» **PASSAGE CITÉ**
□ □ □ □

World News in French

Législatives : ce grand malentendu à ne pas négliger, par Jean-François Copé

Législatives : ce grand malentendu à ne pas négliger, par Jean-François Copé

L’année 2022 nous a rappelé que la paix avait une fin. 2024 nous rappelle que la démocratie peut aussi en avoir une. Le scrutin du 7 juillet marque une étape supplémentaire dans la lente décrépitude d’un système qu’un nombre croissant de citoyens rejette de plus en plus brutalement. Près de 215 députés d’extrême gauche ou d’extrême droite se retrouveront d’ici quelques jours au Palais-Bourbon. Comment en est-on arrivé là ?

C’est en réalité très simple. Résultat, méthode et narratif : trois piliers sur lesquels reposait la confiance des Français envers notre système démocratique se sont, en quelques mois, brisés les uns après les autres. Fin 2023, 41 % des sondés s’accordaient à dire qu’"il vaudrait mieux moins de démocratie et plus d’efficacité". Une absence de résultat liée à l’amateurisme d’une Assemblée nationale privée à la fois d’élus locaux depuis la fin du cumul des mandats en 2014 mais aussi de nouveaux talents que l’hyper-transparence a éloignés de la sphère politique. Mais cette crise d’inefficacité a bel et bien atteint son paroxysme lors du second mandat d’Emmanuel Macron. Un président sans majorité absolue, pris au piège d’un "en même temps" plus que jamais subi. Une certitude de pouvoir faire seul et sans la droite qui l’aura finalement empêché de porter les réformes pourtant plébiscitées par les Français pour rétablir l’ordre dans les comptes, dans la rue, à l’école et à nos frontières.

Une démocratie incapable de fournir des réponses aux Français mais aussi dans l’impossibilité de produire la moindre méthode pour y parvenir. En effet, la réforme des retraites comme l’examen du projet de loi immigration ont illustré le changement profond des ressorts du débat public. Désormais, les invectives font office d’arguments, la violence remplace les discussions et la raison s’efface au profit de la passion. Une fièvre qui a atteint le président lui-même lorsque, dans un réflexe à la fois immature et orgueilleux, il a dissous l’Assemblée. Et voilà les Français sommés de se prononcer sur l’avenir du pays après une campagne express bâtie à coups de slogans creux, de promesses démagogiques et d’actes de violence, et avec parfois pour offre politique la candidature d’un homme sous curatelle ou bien celle d’une preneuse d’otages…

Certes, le pire a pu être évité mais...

□ □ □ □

» **DONNÉES D'ENTRÉE**

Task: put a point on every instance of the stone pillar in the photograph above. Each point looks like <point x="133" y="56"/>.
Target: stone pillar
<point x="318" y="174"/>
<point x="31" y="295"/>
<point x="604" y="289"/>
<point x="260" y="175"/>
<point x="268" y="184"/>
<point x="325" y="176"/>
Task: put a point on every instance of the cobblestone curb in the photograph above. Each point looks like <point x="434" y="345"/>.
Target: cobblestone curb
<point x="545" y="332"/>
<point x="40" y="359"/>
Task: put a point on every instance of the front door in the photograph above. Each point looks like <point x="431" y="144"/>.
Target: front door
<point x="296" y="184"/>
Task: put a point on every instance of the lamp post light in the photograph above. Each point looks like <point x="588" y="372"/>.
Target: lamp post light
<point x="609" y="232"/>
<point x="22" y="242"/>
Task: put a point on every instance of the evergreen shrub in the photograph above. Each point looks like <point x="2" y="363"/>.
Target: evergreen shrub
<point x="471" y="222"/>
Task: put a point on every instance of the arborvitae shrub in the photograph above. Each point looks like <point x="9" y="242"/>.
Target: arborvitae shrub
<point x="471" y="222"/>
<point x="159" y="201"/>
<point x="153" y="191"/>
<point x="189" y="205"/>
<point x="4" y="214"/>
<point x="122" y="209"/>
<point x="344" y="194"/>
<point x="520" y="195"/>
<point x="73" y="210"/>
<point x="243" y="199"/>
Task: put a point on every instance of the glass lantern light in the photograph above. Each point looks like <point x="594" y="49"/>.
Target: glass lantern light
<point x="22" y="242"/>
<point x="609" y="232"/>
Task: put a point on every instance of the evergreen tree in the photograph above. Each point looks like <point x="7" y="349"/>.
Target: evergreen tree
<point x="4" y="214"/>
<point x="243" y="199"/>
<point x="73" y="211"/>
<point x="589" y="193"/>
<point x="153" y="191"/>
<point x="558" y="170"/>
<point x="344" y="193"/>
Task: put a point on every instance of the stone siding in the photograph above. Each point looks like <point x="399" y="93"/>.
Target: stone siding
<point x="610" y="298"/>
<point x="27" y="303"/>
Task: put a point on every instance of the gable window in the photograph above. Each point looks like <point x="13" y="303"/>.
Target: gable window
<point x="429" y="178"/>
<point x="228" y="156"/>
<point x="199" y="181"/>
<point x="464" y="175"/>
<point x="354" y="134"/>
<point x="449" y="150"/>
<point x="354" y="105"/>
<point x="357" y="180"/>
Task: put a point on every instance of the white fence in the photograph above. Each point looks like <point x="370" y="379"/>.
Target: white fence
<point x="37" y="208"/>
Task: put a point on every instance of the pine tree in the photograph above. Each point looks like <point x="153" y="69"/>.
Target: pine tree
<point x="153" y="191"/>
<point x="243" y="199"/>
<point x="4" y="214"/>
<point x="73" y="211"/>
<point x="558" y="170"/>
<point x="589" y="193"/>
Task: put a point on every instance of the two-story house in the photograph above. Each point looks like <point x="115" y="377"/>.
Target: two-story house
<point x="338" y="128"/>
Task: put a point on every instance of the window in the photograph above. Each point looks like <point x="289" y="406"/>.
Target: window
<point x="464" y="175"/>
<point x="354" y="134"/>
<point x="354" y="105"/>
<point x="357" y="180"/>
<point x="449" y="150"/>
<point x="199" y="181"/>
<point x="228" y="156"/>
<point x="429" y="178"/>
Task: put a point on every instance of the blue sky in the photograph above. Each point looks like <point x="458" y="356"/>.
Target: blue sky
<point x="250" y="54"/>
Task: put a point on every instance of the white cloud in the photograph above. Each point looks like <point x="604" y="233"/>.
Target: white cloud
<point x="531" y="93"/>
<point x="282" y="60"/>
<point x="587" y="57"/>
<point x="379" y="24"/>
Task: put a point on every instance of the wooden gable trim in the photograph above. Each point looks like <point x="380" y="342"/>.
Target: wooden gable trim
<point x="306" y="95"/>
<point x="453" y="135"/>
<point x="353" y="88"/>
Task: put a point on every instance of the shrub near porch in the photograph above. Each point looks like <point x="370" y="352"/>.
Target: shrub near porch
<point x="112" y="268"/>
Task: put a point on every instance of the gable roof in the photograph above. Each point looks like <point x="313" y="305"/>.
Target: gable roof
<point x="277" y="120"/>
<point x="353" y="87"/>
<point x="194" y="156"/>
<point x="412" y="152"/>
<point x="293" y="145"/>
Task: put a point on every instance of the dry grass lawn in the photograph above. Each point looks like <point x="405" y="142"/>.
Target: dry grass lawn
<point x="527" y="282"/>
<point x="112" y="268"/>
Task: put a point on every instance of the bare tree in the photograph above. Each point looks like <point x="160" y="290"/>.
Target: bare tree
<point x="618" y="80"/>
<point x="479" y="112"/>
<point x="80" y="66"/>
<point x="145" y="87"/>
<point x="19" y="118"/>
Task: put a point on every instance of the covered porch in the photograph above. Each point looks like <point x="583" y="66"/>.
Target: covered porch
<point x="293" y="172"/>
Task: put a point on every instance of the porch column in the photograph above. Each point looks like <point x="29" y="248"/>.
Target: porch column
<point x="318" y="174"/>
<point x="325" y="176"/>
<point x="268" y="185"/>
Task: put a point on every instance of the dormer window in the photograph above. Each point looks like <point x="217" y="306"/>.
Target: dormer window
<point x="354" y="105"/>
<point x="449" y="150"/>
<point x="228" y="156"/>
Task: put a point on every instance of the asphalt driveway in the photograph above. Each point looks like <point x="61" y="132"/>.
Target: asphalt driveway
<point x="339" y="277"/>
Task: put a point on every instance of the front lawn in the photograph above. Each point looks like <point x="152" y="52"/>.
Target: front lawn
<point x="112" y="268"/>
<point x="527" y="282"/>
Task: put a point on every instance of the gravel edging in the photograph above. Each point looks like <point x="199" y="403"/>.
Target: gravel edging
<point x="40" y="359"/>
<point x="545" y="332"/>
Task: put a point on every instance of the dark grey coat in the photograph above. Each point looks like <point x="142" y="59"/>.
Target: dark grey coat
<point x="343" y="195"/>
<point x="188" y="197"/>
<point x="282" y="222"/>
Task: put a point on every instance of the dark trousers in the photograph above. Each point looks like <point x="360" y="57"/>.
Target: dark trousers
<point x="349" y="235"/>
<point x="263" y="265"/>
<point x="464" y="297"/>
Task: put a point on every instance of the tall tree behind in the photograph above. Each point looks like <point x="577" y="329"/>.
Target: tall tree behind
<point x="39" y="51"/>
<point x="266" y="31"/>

□ □ □ □

» **LES CONSIGNES**
(a) Dans le passage cité, dans quels domaines les réformes plébiscitées par les Français devaient-elles rétablir l'ordre ? Citez-les tous.
(b) Mettez à l'échelle les entrées, de la ligne qui contient « Task: put a point on every instance of the dark trousers » jusqu'à la fin des entrées, en réécrivant chacune de ces lignes. Seules les coordonnées des points donnés en réponse changent : multipliez-les par 1,7 et arrondissez à l'entier le plus proche, les demis vers le haut.

» **RÉPONSES PAR CONSIGNE**
(a)
- les comptes
- la rue
- l'école
- les frontières

(b)
Task: put a point on every instance of the dark trousers in the photograph above. Each point looks like <point x="360" y="57"/>.
Target: dark trousers
<point x="593" y="400"/>
<point x="447" y="451"/>
<point x="789" y="505"/>
Task: put a point on every instance of the tall tree behind in the photograph above. Each point looks like <point x="577" y="329"/>.
Target: tall tree behind
<point x="66" y="87"/>
<point x="452" y="53"/>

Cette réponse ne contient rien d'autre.